-------- Seitenauszug --------
Nun muß ich Schluß machen; morgen/Sonntag schreibe ich weiter; auf neuem Bogen; halt; heute hab’ ich neue Wohnung gemietet; ich muß der Akademie wegen in ein Stadtviertel ziehen wo ich direkte Trambahn nach der Akademie habe; nun ist es mir gelungen, in der Viktor Scheffelstraße (in Schwabing) eine reizende, äußerst ruhig gelegene Wohnung von 8 Zimmern zu erhalten zu fabelhaft billigem Preis in neuem Hause, alles gut u. modern eingerichtet! Ich werde wohl balde einziehen; nun Adieu bis morgen!

Sonntag 19. III.
Vor Allem, Euch beiden u. Frau Lauterbach meinen schönsten Dank für Eure lieben, lieben Briefe! Ich hab’ mich sehr, sehr gefreut, daß Ihr so lieb meiner gedenkt! Mit dem Bilde hast Du mir, mein lieber Lauterbach, aber eine Riesenfreude sondergleichen gemacht; ich liebe gerade den geigenden Eremiten1 so sehr; in meiner neuen Wohnung, die wirklich fabelhaft billig ist, soll das Bild den Ehrenplatz über meinem Schreibtisch erhalten, umrahmt von meinen großen Bildern von Wagner, Liszt, Hugo Wolf, Brahms! Also viel, viel, viel allerherzlichsten Dank!
Das was Ihr schreibt, daß ich der alte Max R. bleiben soll – na, da brauche ich Euch doch weiter nichts zu versichern; Ihr wißt es doch selbst, daß ich Euch gegenüber stets so bleiben werde, wie bisher! Ich glaube, daß ich es nicht nötig habe, Euch noch „große Worte“ zu schreiben – wir wissen, wie wir miteinander stehen u. dieses so schöne Verhältnis soll immer bestehen; ich werde stets das Meinige dazu beitragen, daß es immer so bleibt!
Also: tausendfachen herzlichsten Dank für Alles!
Ries u. Erler wollen eine Harmonielehre von mir! Ja, Pustekuchen! Ich werde 6000 M für die 1. Auflage, für jede weitere Auflage 2000 M fordern; auf diese Weise zerschlägt sich die Sache wegen des Honorars – – denn: wenn ich überhaupt eine Harmonielehre schreibe, so erhaltet Ihr dieselbe! Das ist mal einfach eine ausgemachte Thatsache!
Daß die Sache mit dem Pferde endlich in Ordnung ist, freut mich sehr; nun bist Du endlich aus den Aufregungen heraus, mein lieber Lauterbach u. kannst Dich ja jetzt in Stillerbach umtaufen lassen! Bitte, sehr um Verzeihung wegen dieses entsetzlichen Kalauers!
-------- Bereitgestellte Zeilen --------
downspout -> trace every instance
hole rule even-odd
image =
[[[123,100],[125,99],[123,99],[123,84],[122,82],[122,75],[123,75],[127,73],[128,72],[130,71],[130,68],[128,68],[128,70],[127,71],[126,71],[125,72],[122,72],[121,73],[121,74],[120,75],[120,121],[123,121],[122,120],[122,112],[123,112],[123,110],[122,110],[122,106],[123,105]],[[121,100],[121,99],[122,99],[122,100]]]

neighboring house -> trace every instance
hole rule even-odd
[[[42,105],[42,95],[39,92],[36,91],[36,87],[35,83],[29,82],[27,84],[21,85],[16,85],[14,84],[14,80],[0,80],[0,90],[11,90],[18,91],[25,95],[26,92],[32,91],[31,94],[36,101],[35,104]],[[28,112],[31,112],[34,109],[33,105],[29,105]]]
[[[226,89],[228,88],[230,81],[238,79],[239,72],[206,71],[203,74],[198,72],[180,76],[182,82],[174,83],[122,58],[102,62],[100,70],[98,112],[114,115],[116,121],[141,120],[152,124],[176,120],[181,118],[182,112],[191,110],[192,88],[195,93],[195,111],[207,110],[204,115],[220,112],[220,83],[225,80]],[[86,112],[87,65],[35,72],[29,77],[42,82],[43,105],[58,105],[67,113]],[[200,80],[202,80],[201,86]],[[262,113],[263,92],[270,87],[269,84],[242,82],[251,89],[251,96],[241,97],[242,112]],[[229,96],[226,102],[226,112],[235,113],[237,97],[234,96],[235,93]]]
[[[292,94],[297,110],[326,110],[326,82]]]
--------
Aufgabe 1:
Beantworten Sie anhand des Seitenauszugs:
(a) In welcher Straße liegt die neu gemietete Wohnung?
(b) Wo soll das Bild seinen Ehrenplatz bekommen?
(c) Welches Honorar will der Schreiber für die 1. Auflage der Harmonielehre verlangen?
Aufgabe 2:
Stimmen diese Aussagen mit dem Seitenauszug überein? Antworten Sie jeweils mit Ja oder Nein und zitieren Sie die entscheidenden Worte.
(a) Die neue Wohnung befindet sich in einem alten Haus.
(b) Ries u. Erler möchten vom Schreiber eine Harmonielehre.
(c) Für jede weitere Auflage will der Schreiber 3000 M fordern.

Antwort 1:
(a) In der Viktor Scheffelstraße in Schwabing.
(b) Über seinem Schreibtisch.
(c) 6000 M.

Antwort 2:
(a) Nein: „in neuem Hause“
(b) Ja: „Ries u. Erler wollen eine Harmonielehre von mir!“
(c) Nein: „für jede weitere Auflage 2000 M fordern“